*EXERCISE*.
Begin at the line that has "Detect knot in twine." and stop after the line that has "[233,171,427,416]". Give only those lines of the records again, requests included, and scale every box coordinate in the answers by 1.4, rounding to whole numbers with halves going up.

··· INFORMATION SUPPLIED

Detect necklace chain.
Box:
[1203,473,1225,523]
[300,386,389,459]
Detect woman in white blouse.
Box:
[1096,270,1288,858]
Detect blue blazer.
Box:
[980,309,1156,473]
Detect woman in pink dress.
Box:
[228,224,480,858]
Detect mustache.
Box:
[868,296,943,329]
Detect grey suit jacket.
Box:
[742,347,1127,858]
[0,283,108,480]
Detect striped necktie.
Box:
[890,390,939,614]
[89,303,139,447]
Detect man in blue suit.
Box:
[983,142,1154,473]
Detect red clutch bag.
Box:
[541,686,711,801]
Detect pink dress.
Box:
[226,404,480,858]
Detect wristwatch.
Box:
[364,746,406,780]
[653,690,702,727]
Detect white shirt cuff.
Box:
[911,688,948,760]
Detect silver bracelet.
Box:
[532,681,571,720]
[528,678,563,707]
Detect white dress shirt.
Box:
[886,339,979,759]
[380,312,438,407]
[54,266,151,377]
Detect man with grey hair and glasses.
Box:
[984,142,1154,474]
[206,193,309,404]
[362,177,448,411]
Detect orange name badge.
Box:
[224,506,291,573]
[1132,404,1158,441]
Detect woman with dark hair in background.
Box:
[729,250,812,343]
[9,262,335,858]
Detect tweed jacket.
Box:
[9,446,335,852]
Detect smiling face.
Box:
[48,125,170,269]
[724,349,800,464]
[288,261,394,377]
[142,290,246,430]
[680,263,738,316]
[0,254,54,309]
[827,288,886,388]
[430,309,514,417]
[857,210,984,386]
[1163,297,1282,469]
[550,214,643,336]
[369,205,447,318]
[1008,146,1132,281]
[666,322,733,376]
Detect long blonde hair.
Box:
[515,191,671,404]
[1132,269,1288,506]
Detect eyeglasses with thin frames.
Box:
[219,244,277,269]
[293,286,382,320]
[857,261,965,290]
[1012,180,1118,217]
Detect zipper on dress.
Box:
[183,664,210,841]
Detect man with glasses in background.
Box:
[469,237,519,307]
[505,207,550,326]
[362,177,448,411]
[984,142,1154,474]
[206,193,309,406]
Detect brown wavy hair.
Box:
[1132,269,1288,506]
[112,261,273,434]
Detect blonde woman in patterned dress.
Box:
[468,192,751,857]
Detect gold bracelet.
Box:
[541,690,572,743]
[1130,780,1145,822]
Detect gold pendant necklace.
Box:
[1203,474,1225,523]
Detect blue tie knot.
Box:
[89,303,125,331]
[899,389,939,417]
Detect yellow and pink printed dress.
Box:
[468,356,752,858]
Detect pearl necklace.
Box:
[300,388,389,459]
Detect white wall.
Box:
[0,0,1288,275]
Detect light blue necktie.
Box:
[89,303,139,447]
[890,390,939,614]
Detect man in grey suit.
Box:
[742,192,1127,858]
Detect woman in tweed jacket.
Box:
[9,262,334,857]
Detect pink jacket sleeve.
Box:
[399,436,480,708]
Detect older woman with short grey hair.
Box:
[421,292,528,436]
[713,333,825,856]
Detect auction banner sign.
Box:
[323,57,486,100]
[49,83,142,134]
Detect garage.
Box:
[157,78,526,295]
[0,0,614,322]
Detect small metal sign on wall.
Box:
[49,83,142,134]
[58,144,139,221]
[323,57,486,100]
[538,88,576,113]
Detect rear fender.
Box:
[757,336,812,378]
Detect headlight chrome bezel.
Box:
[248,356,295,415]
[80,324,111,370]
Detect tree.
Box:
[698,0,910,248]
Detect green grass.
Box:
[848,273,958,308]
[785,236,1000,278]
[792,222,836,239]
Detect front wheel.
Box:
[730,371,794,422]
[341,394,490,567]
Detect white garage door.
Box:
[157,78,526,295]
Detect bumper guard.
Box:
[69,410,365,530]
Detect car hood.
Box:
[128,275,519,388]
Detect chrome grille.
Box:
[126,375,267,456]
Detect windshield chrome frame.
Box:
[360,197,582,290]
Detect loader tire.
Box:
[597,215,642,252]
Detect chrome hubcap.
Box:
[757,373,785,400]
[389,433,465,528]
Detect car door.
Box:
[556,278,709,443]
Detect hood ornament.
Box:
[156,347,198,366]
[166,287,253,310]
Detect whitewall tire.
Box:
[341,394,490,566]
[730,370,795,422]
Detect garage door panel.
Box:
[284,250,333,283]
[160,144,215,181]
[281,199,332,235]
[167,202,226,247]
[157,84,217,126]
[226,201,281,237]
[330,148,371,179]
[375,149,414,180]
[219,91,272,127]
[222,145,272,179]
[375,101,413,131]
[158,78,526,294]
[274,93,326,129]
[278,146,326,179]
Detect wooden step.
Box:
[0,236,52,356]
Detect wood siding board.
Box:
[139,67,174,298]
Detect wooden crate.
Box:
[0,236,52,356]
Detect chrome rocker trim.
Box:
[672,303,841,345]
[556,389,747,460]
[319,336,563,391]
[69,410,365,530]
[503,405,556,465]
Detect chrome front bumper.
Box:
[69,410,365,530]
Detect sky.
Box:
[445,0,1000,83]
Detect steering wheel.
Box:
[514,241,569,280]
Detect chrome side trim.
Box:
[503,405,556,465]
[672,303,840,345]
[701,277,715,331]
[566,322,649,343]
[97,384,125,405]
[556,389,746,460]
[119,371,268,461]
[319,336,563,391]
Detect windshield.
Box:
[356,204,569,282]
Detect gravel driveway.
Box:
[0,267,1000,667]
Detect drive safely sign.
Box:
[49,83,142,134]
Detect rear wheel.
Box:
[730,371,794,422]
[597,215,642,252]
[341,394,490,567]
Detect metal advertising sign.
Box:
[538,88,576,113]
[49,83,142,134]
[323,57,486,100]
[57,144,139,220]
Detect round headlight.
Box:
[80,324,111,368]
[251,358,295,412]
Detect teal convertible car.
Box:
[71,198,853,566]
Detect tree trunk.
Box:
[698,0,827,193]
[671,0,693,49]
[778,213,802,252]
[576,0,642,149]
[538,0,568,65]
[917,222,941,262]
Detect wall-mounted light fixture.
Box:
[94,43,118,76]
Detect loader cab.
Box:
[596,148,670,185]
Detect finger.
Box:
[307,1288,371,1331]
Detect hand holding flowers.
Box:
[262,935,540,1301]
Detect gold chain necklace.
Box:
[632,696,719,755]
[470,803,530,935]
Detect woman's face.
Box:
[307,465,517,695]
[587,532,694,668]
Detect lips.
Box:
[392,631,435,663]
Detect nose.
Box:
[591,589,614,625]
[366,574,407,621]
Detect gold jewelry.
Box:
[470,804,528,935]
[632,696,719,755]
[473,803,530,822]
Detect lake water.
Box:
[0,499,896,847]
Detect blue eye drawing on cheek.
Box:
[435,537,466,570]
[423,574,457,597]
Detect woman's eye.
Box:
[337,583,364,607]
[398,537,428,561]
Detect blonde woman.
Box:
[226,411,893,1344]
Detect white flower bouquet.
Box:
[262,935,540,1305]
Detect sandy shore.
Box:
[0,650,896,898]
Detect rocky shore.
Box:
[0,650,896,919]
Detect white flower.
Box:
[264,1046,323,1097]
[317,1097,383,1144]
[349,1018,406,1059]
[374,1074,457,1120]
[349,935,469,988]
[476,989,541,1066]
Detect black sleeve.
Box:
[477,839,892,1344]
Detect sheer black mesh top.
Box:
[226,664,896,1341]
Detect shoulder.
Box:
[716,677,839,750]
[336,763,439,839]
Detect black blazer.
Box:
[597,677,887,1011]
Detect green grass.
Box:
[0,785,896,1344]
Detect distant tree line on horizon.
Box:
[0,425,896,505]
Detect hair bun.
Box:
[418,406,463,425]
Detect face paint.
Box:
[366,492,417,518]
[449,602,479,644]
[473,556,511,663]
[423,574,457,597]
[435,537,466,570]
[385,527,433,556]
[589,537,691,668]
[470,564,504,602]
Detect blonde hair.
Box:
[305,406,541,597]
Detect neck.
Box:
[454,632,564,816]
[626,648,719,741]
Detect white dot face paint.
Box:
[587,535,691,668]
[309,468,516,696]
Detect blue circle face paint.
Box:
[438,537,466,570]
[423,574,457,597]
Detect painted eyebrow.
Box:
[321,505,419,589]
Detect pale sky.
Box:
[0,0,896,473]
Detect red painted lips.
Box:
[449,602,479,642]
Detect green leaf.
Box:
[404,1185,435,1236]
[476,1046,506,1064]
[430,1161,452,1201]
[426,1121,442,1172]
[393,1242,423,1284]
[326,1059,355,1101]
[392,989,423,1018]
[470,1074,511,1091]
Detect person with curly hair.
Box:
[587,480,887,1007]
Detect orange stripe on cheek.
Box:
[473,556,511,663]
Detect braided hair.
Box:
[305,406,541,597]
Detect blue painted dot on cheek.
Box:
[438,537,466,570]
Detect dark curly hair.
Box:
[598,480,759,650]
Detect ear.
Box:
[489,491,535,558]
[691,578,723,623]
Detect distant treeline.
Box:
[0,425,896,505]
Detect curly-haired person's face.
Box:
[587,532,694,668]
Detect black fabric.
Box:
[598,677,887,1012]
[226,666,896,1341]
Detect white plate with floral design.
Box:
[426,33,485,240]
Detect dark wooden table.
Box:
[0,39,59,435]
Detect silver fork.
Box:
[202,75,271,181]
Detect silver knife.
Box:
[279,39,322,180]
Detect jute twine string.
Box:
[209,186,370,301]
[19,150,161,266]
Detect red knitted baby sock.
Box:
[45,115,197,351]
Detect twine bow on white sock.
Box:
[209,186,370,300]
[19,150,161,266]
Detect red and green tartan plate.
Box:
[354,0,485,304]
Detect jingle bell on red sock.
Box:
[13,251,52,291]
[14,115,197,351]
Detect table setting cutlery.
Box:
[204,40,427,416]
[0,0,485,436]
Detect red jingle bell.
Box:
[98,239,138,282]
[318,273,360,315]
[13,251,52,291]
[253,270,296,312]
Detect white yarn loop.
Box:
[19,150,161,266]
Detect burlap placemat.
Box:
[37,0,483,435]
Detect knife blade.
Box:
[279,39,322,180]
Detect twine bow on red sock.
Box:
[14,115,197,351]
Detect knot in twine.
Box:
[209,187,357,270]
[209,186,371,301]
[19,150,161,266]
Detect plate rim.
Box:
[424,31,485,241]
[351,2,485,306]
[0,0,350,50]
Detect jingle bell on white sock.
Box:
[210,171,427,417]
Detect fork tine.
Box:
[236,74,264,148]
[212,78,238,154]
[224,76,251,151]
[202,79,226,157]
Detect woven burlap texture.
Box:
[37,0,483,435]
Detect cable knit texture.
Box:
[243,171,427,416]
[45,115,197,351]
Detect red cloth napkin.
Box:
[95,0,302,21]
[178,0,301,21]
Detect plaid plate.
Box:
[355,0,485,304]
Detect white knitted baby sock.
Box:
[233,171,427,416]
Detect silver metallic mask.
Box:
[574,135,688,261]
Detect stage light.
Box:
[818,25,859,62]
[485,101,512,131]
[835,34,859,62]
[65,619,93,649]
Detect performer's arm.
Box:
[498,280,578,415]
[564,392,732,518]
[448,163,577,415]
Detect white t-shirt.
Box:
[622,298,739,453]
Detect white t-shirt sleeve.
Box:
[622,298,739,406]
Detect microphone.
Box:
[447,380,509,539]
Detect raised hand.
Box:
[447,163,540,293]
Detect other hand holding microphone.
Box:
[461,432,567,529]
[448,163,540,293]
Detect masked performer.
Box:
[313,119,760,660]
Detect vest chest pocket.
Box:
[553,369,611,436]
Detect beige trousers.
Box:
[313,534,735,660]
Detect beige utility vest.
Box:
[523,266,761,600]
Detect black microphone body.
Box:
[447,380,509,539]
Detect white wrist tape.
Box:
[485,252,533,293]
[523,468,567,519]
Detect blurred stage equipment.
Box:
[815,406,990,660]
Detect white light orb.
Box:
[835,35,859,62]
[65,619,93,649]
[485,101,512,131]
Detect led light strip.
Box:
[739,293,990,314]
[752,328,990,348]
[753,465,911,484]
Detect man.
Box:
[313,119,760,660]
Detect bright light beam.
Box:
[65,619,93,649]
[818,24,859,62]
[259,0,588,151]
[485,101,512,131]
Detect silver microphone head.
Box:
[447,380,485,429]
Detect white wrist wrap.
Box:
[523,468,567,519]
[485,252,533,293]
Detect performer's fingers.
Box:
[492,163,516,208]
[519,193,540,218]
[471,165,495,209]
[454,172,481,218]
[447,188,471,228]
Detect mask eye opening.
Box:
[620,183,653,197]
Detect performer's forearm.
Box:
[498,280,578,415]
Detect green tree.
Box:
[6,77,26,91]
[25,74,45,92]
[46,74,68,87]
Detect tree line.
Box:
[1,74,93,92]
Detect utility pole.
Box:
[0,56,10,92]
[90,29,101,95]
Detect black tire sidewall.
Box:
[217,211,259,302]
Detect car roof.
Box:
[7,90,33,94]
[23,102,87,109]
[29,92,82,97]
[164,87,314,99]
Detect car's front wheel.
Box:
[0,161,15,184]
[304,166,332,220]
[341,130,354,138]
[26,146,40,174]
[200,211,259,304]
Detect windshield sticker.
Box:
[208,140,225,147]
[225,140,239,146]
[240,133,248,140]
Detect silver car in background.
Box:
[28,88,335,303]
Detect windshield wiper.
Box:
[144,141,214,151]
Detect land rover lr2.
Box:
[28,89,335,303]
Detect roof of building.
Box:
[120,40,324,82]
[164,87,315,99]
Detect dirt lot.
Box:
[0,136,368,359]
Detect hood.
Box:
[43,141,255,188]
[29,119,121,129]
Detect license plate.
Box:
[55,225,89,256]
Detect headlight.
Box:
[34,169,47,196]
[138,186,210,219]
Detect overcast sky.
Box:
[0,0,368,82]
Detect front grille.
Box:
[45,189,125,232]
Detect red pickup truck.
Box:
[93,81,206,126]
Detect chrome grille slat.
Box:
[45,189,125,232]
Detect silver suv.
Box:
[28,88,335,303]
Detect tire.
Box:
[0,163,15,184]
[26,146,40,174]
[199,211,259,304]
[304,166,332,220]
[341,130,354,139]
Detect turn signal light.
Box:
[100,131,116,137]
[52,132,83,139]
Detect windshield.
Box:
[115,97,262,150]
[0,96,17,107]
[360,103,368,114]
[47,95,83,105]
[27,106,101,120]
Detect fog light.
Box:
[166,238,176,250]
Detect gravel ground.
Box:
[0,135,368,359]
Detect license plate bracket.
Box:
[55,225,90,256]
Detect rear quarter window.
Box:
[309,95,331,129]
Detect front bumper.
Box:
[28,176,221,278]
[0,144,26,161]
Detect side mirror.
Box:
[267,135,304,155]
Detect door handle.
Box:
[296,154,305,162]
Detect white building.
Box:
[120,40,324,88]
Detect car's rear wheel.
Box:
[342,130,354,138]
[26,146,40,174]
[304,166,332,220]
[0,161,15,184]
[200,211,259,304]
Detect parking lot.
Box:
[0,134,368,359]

······

*RESPONSE*.
Detect knot in twine.
Box:
[293,262,500,378]
[293,260,519,421]
[27,210,225,372]
Detect plate rim.
Box:
[594,43,679,337]
[491,3,679,428]
[0,0,490,70]
Detect jingle bell on white sock.
Box:
[294,239,598,584]
Detect fork tine.
Box:
[330,104,370,207]
[297,109,333,216]
[314,106,351,211]
[283,111,316,220]
Detect woven burlap texture.
Box:
[52,0,676,609]
Detect cable knit texture.
Box:
[340,239,598,582]
[63,161,276,491]
Detect red cloth napkin.
Box:
[133,0,423,29]
[249,0,421,29]
Detect plaid plate.
Box:
[497,0,679,426]
Detect white knitted baby sock.
Box:
[326,239,598,582]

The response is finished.